#### [WORK ORDER]
Only the lines with "upturned" in the entries below belong in the answer; please copy them.

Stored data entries
________________

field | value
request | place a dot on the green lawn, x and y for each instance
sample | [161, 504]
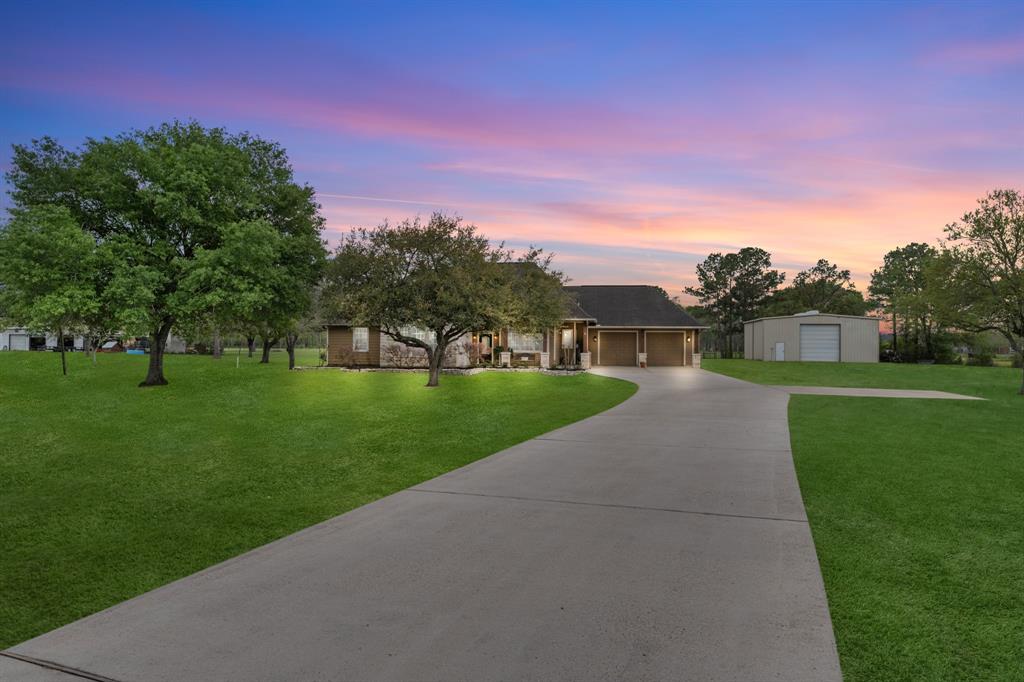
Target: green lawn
[108, 491]
[916, 509]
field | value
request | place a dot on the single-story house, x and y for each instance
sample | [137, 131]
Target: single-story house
[812, 336]
[604, 325]
[19, 338]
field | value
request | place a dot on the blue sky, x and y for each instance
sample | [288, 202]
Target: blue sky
[632, 138]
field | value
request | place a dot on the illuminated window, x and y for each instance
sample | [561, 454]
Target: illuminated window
[418, 333]
[360, 339]
[524, 343]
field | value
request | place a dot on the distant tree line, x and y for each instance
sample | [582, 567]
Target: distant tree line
[971, 283]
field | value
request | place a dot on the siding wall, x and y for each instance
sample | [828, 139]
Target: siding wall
[858, 337]
[339, 348]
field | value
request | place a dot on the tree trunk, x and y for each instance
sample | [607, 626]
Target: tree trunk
[64, 358]
[436, 360]
[158, 342]
[267, 344]
[895, 336]
[290, 341]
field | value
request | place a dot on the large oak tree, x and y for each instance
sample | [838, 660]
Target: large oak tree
[178, 205]
[442, 276]
[977, 282]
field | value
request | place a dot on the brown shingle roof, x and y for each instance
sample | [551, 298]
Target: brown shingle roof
[631, 305]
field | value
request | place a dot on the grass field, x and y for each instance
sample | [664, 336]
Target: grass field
[108, 491]
[916, 509]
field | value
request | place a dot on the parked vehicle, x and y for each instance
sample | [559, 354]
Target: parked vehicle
[111, 346]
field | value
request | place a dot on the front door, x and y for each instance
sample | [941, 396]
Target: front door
[485, 345]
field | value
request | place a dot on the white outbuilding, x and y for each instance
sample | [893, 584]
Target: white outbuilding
[812, 337]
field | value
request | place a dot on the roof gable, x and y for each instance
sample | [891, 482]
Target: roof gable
[630, 305]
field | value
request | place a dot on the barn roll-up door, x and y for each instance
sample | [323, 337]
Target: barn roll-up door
[819, 343]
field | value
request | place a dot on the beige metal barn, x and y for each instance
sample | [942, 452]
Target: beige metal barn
[812, 337]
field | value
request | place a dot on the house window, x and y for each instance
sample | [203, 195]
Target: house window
[524, 343]
[417, 333]
[360, 339]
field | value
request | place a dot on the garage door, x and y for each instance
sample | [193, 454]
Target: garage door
[666, 348]
[616, 348]
[819, 343]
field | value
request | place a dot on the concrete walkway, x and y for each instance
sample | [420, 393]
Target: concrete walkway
[663, 540]
[876, 392]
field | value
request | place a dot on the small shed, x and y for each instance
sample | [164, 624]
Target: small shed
[812, 337]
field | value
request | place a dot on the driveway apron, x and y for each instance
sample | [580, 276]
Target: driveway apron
[663, 540]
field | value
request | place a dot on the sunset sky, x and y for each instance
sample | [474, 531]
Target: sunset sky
[632, 139]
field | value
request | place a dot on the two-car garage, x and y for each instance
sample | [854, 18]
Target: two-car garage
[615, 348]
[634, 326]
[633, 347]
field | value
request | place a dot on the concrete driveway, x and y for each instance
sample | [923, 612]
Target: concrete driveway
[665, 539]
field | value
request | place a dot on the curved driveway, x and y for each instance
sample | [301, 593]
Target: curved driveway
[665, 539]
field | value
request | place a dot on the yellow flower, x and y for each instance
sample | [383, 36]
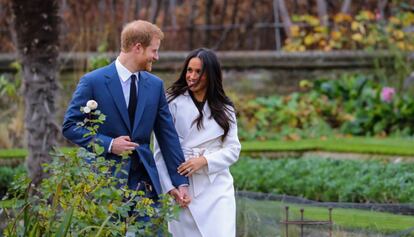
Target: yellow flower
[401, 45]
[327, 48]
[368, 15]
[320, 29]
[295, 30]
[146, 201]
[357, 37]
[354, 25]
[313, 21]
[398, 34]
[394, 20]
[341, 17]
[309, 39]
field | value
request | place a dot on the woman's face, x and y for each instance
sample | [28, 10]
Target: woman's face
[197, 83]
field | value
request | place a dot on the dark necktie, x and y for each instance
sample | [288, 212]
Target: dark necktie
[132, 100]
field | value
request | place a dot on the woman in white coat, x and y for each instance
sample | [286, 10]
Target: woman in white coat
[205, 121]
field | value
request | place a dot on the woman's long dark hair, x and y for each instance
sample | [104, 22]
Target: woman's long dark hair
[220, 105]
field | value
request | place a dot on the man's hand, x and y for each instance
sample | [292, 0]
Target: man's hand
[192, 165]
[122, 144]
[186, 199]
[181, 196]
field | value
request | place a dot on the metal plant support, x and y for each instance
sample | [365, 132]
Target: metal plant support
[303, 222]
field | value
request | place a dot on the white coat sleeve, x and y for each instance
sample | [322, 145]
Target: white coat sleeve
[165, 180]
[229, 152]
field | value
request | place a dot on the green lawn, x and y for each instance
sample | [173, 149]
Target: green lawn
[344, 219]
[384, 146]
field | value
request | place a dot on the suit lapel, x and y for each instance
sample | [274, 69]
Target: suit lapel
[211, 129]
[142, 98]
[115, 89]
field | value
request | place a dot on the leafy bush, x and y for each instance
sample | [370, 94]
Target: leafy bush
[351, 105]
[328, 180]
[83, 197]
[363, 31]
[6, 177]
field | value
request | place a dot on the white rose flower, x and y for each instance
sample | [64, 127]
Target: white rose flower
[86, 110]
[91, 104]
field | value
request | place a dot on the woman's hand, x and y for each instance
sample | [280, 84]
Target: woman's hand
[192, 165]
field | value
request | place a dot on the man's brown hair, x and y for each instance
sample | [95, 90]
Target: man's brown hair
[139, 31]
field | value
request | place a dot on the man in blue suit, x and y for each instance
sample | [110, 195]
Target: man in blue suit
[134, 103]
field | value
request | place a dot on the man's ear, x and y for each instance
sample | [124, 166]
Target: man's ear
[138, 47]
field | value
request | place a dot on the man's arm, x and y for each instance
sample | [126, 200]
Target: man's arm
[168, 141]
[73, 115]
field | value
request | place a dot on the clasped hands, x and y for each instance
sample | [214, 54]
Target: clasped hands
[187, 168]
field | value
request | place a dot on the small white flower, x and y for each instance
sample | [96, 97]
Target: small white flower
[91, 104]
[86, 110]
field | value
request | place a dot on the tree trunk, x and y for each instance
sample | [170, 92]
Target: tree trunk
[37, 30]
[346, 6]
[155, 9]
[284, 14]
[278, 41]
[322, 12]
[127, 6]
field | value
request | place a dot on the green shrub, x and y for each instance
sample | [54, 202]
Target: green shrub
[351, 105]
[328, 180]
[83, 197]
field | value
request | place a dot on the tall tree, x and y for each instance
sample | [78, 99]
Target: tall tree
[37, 30]
[284, 14]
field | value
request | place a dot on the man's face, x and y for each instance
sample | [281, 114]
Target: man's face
[148, 55]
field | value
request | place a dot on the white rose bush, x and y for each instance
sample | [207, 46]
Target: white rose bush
[82, 197]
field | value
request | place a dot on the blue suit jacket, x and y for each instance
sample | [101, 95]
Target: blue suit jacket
[152, 114]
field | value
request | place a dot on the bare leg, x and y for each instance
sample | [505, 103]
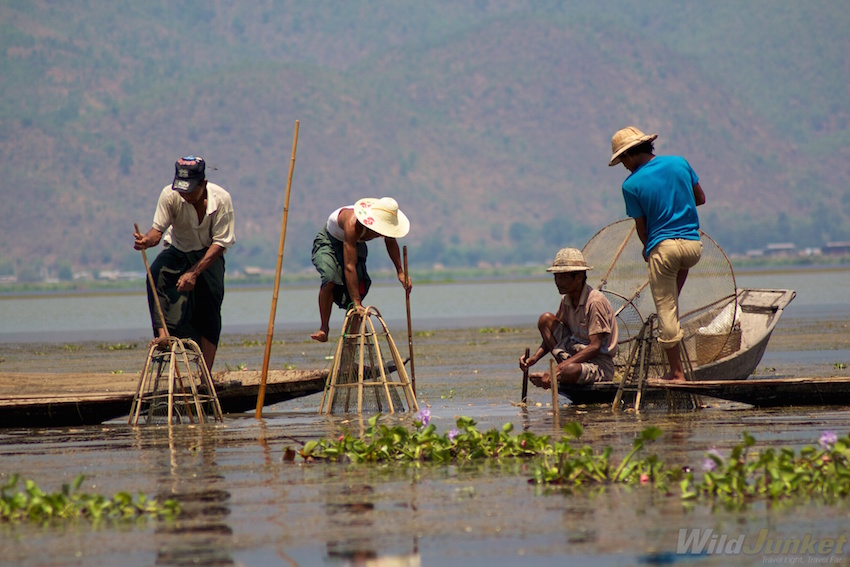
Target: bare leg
[208, 349]
[326, 300]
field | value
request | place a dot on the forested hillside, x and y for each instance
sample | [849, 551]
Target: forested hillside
[489, 121]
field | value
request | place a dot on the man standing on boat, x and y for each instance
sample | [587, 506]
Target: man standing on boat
[582, 335]
[662, 194]
[339, 254]
[189, 272]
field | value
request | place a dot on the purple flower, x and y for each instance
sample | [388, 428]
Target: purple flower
[828, 439]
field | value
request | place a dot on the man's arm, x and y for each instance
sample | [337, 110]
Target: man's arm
[395, 256]
[150, 239]
[187, 281]
[593, 348]
[699, 194]
[351, 229]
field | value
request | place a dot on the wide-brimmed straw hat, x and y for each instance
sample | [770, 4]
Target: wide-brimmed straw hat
[383, 216]
[569, 260]
[626, 138]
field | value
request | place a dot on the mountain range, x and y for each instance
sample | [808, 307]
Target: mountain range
[489, 121]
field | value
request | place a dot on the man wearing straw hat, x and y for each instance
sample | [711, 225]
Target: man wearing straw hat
[662, 194]
[582, 335]
[339, 254]
[189, 272]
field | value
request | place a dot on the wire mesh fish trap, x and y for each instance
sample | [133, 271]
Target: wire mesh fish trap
[175, 387]
[367, 374]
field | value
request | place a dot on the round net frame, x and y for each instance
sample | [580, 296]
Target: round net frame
[708, 308]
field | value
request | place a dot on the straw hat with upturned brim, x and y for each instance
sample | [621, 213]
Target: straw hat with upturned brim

________________

#### [REPLY]
request | place a dot on the straw hat with upturned brim, x and y for each instance
Target: straw hat with upturned brim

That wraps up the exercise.